A Portfolio Manager is required to disclose to its clients the performance of the Portfolio Manager periodically. Disclosure of model portfolio returns is not allowed for a Portfolio Manager in any communication with their clients. Hence, this disclosure plays a very prominent role to a client to know the performance of their portfolios and a benchmark to compare it, thereby bringing more transparency. SEBI has issued new directions regarding Performance Benchmarking and Reporting of Performance by Portfolio Managers vide circular dated December 16, 2022, which will come into effect from 1st April 2023.  

How is Performance benchmarked?

Performance is benchmarked by tagging with an Investment Approach. An Investment Approach (IA) is the documented investment philosophy that is adopted by Portfolio Managers while managing the funds of their clients to achieve their investment objectives. Now, SEBI has introduced an additional layer that defines the investment themes called ‘Strategies’ which must be adopted by the Portfolio Managers. The Strategies are broadly classified under categories as ‘Equity’, ‘Debt’, ‘Hybrid’, and ‘Multi-asset’. Thereby, distinct categories of products are created, and the client has transparency while selecting the product and a benchmark to evaluate.

The Association of Portfolio Managers in India (APMI) shall prescribe a maximum of three benchmarks under each Strategy wherein its core philosophy will be reflected. Each IA is to be tagged with any one of the Strategies at the discretion of the Portfolio Manager. The Board of Portfolio Managers has to ensure the appropriate selection of Strategy and Benchmark for each IA.

_EXTRACTED RECORDS:_
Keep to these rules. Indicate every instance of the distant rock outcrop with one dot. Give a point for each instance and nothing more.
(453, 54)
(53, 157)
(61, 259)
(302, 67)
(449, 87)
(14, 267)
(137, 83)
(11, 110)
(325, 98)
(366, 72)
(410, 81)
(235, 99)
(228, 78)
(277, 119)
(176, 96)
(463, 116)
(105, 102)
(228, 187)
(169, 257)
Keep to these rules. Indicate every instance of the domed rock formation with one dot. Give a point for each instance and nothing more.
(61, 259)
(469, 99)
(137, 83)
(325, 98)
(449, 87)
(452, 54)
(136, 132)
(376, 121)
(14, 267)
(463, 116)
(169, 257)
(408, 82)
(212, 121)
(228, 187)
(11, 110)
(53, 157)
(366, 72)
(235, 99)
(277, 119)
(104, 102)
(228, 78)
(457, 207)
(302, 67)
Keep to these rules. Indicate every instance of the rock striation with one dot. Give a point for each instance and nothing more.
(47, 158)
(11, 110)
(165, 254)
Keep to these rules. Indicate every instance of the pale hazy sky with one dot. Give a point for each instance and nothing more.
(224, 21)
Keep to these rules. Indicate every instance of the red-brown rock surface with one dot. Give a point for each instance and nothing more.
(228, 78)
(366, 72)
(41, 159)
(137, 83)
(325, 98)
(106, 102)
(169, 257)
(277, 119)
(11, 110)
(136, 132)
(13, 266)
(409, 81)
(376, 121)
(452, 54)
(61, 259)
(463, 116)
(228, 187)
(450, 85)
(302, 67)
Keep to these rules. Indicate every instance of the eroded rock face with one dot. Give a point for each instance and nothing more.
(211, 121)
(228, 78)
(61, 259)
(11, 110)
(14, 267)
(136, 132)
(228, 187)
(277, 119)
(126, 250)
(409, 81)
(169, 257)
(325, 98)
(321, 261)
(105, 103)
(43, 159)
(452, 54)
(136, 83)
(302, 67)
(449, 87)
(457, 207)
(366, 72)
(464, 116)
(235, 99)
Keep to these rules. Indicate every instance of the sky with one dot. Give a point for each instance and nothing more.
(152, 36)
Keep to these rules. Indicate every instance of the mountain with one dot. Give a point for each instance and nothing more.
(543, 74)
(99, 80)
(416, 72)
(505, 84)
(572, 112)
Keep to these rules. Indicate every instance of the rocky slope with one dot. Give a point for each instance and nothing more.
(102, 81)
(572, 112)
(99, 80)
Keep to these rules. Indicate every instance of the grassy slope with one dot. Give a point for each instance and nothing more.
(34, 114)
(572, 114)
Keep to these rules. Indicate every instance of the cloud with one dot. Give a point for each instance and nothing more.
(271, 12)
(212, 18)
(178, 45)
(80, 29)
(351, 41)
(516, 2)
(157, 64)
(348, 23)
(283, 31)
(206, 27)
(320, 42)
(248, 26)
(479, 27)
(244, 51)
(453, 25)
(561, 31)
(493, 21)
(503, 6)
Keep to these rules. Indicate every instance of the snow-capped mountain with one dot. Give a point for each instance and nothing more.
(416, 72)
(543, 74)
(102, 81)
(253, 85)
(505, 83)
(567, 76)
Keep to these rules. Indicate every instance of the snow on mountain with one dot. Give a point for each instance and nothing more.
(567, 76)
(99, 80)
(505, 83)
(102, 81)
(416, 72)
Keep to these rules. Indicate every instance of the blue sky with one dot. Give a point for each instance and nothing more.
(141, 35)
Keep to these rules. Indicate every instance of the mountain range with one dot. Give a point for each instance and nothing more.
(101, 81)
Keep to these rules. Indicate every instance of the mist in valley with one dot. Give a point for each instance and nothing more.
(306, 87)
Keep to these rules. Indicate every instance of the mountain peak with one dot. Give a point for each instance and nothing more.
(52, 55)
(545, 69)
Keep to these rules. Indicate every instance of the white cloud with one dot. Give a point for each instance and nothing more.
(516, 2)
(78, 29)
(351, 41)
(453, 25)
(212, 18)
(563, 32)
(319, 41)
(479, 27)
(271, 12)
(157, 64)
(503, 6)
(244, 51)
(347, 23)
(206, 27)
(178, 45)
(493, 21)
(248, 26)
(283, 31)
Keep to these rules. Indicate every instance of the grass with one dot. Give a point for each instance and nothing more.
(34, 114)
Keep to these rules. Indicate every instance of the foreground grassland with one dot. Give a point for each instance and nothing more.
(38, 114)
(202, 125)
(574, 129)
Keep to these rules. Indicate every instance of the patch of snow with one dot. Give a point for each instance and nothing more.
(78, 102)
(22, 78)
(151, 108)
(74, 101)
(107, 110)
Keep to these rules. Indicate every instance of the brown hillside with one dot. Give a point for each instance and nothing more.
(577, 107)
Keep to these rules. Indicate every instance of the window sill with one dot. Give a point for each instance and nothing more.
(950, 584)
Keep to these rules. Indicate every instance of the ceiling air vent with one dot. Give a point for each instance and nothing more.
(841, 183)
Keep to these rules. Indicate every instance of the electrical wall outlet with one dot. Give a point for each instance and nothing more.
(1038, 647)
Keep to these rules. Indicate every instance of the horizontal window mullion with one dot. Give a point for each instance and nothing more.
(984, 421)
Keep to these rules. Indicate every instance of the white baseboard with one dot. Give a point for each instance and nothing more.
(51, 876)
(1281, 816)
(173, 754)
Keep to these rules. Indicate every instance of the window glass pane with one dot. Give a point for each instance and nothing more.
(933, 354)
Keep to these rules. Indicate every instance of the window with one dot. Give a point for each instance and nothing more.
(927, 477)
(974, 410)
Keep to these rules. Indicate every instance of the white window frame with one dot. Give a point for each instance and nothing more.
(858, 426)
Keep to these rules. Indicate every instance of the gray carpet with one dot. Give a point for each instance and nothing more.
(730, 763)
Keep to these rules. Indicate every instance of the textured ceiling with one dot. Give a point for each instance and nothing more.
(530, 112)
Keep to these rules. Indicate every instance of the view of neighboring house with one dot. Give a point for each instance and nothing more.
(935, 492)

_TASK GOAL:_ Could you carry on the passage about SEBI's performance benchmarking rules for Portfolio Managers, starting right after its final sentence?

_EXERCISE ANSWER:_
Can the strategy or benchmark be changed?

Once a strategy/ benchmark is selected, the Portfolio Manager will continue the same. However, if the Portfolio Manager wishes to change the tagging of the strategy or benchmark with an IA, then the same can be made only after offering an option to subscribers to the IA to exit without any exit load. Post-change of the strategy or the benchmark of an IA, the performance track record prior to the change shall not be used by the Portfolio Manager for Performance Reporting. Any changes in Strategy/ Benchmark made are to be recorded with proper justification for making the change and the same would be verified by the auditor as a part of the annual audit. 

Valuation of securities by Portfolio Managers

Once the benchmarking is performed by the Portfolio Manager, then the valuation of securities plays a vital role. SEBI has entrusted APMI to prescribe standardized valuation norms for the Portfolio Managers corresponding to the norms applicable to the mutual funds. Concerning the valuation of the portfolio debt and money market securities by portfolio managers, the same is to be performed by these standardized valuation norms prescribed by APMI. Also, APMI to empanel valuation agencies to provide security level prices to the Portfolio Managers. 

Portfolio Managers shall mandatorily use the valuation services only from one or more empanelled valuation agencies for the valuation of debt and money market securities in portfolios. However, the ultimate responsibility for fair valuation lies with the Portfolio Manager. 

Reporting of Performance?

Performance of the portfolio is to be made based on the Time-weighted Rate of Return (TWRR), TWRR is to be used as the basis for measuring the performance of an IA. Accordingly, TWRR is to be presented along with the trailing return of the selected benchmark whenever the Portfolio Manager is either communicating or advertising or publishing, or mentioning the performance of the IA. Along with the TWRR, the Portfolio Manager shall present the Extended Internal Rate of Return (‘XIRR’) which shall be accompanied by the minimum, maximum, and median XIRR return generated across all the investors in each of the IA in which the investor has invested while reporting the performance to an investor.

Applicability?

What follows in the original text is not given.